Records for this exercise START

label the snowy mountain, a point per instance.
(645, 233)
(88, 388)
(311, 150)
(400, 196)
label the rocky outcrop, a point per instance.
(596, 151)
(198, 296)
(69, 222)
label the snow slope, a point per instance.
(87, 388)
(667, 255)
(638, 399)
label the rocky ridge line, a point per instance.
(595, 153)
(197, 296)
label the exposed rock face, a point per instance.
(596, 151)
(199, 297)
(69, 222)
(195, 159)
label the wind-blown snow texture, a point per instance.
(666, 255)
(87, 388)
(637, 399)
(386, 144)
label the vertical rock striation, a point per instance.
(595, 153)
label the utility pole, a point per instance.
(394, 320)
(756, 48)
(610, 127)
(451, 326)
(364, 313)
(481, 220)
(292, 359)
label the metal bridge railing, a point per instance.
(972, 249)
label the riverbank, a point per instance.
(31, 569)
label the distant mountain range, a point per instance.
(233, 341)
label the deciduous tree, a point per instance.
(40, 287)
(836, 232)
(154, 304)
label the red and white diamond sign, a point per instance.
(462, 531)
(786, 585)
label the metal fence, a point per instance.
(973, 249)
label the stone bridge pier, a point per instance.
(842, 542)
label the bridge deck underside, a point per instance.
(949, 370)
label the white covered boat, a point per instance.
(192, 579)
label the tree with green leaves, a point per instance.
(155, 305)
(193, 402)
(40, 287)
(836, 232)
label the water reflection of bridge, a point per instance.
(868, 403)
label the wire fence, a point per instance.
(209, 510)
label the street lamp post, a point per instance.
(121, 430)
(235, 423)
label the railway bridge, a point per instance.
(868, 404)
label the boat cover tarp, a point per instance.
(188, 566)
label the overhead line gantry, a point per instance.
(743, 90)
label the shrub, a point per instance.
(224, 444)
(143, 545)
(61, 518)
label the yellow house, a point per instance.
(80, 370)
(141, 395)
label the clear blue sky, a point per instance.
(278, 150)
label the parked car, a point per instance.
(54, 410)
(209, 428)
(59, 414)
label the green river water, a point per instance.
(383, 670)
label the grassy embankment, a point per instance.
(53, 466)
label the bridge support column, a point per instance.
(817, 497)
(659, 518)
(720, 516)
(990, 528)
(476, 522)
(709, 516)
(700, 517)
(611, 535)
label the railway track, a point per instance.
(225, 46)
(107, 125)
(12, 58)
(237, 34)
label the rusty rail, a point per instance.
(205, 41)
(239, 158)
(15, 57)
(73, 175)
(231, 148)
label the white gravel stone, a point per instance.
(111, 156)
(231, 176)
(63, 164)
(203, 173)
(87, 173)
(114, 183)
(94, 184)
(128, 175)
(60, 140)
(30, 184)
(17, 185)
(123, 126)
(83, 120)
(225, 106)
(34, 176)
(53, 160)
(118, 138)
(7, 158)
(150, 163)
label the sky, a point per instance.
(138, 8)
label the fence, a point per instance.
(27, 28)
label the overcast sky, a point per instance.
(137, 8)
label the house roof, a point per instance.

Records for this exercise END

— Your task —
Down to the last line, repeat the data exactly.

— Result of the exercise —
label the snowy mountain, a point per instance.
(645, 233)
(88, 388)
(311, 150)
(400, 196)
label the rocky outcrop, a point per instance.
(596, 151)
(198, 296)
(69, 222)
label the snow slope, a point per instance.
(87, 388)
(667, 255)
(638, 399)
label the rocky ridge line, a point per instance.
(595, 153)
(197, 296)
label the exposed rock face, a point per instance.
(596, 151)
(199, 297)
(69, 222)
(195, 159)
label the wind-blown snow texture, a point per instance.
(666, 255)
(87, 388)
(637, 399)
(386, 144)
label the vertical rock striation, a point per instance.
(595, 153)
label the utility pole, a point per instance.
(394, 320)
(756, 48)
(610, 127)
(451, 326)
(364, 313)
(481, 220)
(292, 359)
label the metal bridge railing, a point per instance.
(972, 249)
label the riverbank, a point per instance.
(31, 569)
label the distant mountain range, a point per instance.
(233, 341)
label the deciduous tree, a point per instance.
(40, 287)
(836, 232)
(154, 304)
label the red and white diamond sign, a point per instance.
(462, 531)
(786, 585)
label the metal fence, a point per instance.
(973, 249)
label the stone bridge pier, a point per instance.
(842, 542)
label the bridge deck underside, a point per instance.
(949, 370)
label the white covered boat, a point per instance.
(192, 579)
label the tree with green leaves, a point per instance.
(155, 305)
(193, 402)
(40, 287)
(836, 232)
label the water reflection of bridge, a point per instance.
(868, 403)
label the wire fence, a point per instance.
(209, 510)
label the street lamp post, a point per instance.
(121, 430)
(235, 423)
label the railway bridge, a point per instance.
(868, 404)
label the boat cover tarp, a point per instance.
(188, 566)
label the overhead line gantry, a point per instance.
(743, 90)
label the shrub, a point per instance.
(224, 444)
(143, 545)
(61, 518)
label the yellow house, a point per instance.
(80, 370)
(141, 395)
label the clear blue sky, a point per instance.
(278, 150)
label the parked car, a point per instance.
(54, 410)
(209, 428)
(59, 414)
label the green river water, a point per instance.
(383, 670)
label the grassy embankment, a point per instance.
(53, 466)
label the bridge support column, a point per instance.
(817, 497)
(659, 518)
(720, 516)
(990, 528)
(476, 522)
(709, 516)
(700, 517)
(611, 535)
label the railway track, a point per instance.
(225, 46)
(107, 125)
(12, 58)
(237, 34)
label the rusty rail, a point per instance.
(205, 41)
(239, 158)
(15, 57)
(73, 175)
(231, 148)
label the white gravel stone, a point per instance.
(111, 156)
(231, 176)
(63, 164)
(203, 173)
(87, 173)
(114, 183)
(94, 184)
(128, 175)
(60, 140)
(30, 184)
(17, 185)
(123, 126)
(83, 120)
(225, 106)
(34, 176)
(53, 160)
(118, 138)
(7, 158)
(150, 163)
label the sky, a point per instance.
(138, 8)
label the fence, a point per instance.
(27, 28)
label the overcast sky, a point per instance.
(137, 8)
label the house roof, a point per instance.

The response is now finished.